Instructions for the task: Arrange the entries below as a numbered list, leaving out any blank lines.

Source data:

——————————

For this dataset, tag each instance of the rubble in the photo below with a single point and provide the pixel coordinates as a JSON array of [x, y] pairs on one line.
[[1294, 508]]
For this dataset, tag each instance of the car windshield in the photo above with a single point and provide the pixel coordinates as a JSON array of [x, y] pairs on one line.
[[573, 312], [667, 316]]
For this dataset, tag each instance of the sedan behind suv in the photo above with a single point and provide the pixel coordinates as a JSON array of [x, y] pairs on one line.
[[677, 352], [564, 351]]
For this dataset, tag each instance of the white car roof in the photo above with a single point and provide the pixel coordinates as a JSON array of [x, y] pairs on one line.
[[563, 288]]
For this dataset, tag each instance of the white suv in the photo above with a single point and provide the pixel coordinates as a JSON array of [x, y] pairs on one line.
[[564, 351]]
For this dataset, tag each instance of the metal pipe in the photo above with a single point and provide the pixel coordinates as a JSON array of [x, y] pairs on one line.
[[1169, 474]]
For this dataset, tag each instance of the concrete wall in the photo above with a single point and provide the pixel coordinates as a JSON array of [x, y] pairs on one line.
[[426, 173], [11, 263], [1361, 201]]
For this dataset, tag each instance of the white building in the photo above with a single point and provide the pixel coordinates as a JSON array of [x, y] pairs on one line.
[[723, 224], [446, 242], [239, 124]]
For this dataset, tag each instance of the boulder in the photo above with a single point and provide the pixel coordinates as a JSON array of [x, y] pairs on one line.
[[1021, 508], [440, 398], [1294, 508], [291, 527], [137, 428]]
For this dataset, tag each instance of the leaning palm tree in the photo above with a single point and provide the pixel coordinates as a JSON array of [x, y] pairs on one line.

——————————

Solution to this task:
1. For this dataset, tag each instance of the rubble in the photo below with a single point and provide the pixel coordinates as a JSON array of [x, y] pairs on one line.
2. [[1294, 508]]
3. For this dataset, tag each instance of the car windshield in the photo above with a single point and provide the pixel coordinates as a JSON array of [x, y] pairs on one line.
4. [[573, 312], [667, 316]]
5. For this dataset, tag each instance of the sedan behind suv in the photo above with a single point and provide the pixel coordinates as a JSON array of [x, y] pairs on one line.
6. [[677, 352], [564, 351]]
7. For this dataset, tag each instance of the white car roof in the photo above with a single point and provide the pixel coordinates as a JSON array of [x, y] pairs on one line.
8. [[563, 288]]
9. For this dataset, tag each instance of the white suv in the photo above with a single point and provide the pixel coordinates as a JSON array of [x, y] pairs on one line.
10. [[564, 351]]
11. For this dataset, tag each instance of the metal pipe in the photo above with a single point and provide the pixel coordinates as a JSON array of [x, y] pairs on one line.
12. [[1169, 474]]
13. For this dataset, tag each instance of the concrete wall in the photo above with a single point and provide the pixel coordinates as a JSON array of [x, y] pairs on one line.
14. [[426, 173], [11, 263], [1361, 201]]
15. For this dataset, tag each instance of the white building in the photo above with a single point and provide the pixel coordinates as a JSON array of [x, y] pairs on one line.
16. [[723, 224], [446, 242], [239, 124]]
17. For this dataset, tag each instance of the boulder in the photo above with a single point and provide the pixel coordinates as a JSON array of [x, y] pairs on one line.
18. [[1021, 508], [440, 398], [1294, 508], [291, 527], [137, 428]]
19. For this dataset, tag each instance of the leaning palm tree in the photo above with a single point and provide the pixel coordinates as a JSON array of [x, y] pairs on one line.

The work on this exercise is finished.